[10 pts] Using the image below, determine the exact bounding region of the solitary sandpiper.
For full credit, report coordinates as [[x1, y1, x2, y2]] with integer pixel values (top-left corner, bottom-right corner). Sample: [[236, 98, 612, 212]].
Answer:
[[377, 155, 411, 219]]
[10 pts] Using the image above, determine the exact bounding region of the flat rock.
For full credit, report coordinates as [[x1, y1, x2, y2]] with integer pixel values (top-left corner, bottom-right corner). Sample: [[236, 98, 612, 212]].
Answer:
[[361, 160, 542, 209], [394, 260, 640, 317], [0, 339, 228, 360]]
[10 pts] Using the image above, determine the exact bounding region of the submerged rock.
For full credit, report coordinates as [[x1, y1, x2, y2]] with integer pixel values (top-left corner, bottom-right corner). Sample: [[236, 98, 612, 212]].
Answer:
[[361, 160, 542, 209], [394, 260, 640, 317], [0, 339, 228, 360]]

* _EXERCISE TASK_
Reproduce all of the material above verbatim, line for line.

* _EXERCISE SOLUTION_
[10 pts] Using the image below, determine the exact bounding region of the solitary sandpiper.
For full credit, report coordinates as [[x1, y1, x2, y2]] with integer pixel values (top-left corner, bottom-right corner). Sample: [[236, 98, 612, 212]].
Answer:
[[377, 155, 411, 219]]
[10 pts] Using the image above, determine the exact bounding region of the flat rock.
For full credit, report coordinates as [[x1, y1, x2, y2]] with integer pixel values (top-left corner, bottom-right corner). Sample: [[236, 98, 612, 212]].
Answer:
[[361, 160, 542, 209], [394, 260, 640, 317], [0, 339, 228, 360]]
[10 pts] Using the image above, determine the exact bounding region of the submerged rock.
For full credit, report coordinates as [[x1, y1, x2, y2]] with integer pixel values (top-left corner, bottom-right corner). Sample: [[236, 98, 612, 212]].
Answer:
[[361, 160, 542, 209], [394, 260, 640, 317], [0, 339, 228, 360]]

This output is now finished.